What you are asked to do - Return each line of the rows below that contains the string "mountain", copied in full. Case counts.

## START

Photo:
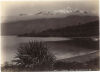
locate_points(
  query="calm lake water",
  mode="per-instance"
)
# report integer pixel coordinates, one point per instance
(55, 44)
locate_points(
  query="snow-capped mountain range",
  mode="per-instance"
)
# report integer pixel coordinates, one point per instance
(59, 12)
(65, 11)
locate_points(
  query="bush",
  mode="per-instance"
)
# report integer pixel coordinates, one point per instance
(34, 55)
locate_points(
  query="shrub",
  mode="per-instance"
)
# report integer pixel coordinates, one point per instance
(34, 55)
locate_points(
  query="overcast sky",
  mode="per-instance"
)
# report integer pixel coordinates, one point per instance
(16, 8)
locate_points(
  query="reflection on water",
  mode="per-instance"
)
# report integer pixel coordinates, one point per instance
(55, 44)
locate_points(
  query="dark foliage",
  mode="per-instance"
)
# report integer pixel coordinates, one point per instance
(86, 66)
(34, 56)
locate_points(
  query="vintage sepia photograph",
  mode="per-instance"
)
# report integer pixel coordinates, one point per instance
(50, 35)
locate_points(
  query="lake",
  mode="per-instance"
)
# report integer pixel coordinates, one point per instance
(57, 45)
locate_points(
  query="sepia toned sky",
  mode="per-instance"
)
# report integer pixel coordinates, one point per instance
(14, 8)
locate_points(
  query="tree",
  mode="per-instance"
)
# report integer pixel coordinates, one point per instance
(34, 55)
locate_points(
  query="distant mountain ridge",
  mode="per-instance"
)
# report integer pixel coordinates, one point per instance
(39, 25)
(82, 30)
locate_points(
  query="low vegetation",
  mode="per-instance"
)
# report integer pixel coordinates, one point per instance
(35, 56)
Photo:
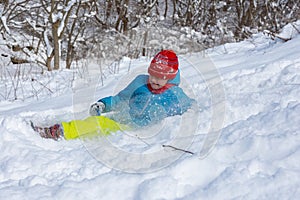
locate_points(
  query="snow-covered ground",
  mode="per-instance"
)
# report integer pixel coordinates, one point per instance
(257, 149)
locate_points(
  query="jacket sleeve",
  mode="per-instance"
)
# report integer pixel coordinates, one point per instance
(146, 108)
(112, 102)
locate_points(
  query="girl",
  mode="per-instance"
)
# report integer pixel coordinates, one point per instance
(148, 99)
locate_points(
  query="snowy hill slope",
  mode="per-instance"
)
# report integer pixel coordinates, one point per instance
(256, 157)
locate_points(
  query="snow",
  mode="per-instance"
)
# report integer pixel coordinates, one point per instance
(253, 155)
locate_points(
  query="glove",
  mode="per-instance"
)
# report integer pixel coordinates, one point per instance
(96, 109)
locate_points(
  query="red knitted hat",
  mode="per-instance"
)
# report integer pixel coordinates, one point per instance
(164, 65)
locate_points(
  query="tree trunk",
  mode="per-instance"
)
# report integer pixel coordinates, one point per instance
(56, 45)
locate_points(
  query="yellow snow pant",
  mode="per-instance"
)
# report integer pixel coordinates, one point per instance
(90, 127)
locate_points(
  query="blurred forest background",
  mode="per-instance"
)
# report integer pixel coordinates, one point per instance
(55, 34)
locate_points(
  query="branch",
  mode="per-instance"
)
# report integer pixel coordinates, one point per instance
(178, 149)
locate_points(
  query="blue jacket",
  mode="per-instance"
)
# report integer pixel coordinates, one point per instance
(145, 107)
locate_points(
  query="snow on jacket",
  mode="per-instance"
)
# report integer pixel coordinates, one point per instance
(145, 107)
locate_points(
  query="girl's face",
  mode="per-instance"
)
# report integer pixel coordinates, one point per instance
(157, 83)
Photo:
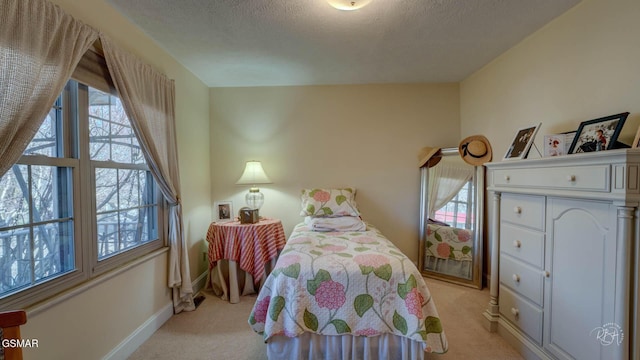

## END

Complete response -
  query="snow-capped mountain range",
  query="distant mountain ridge",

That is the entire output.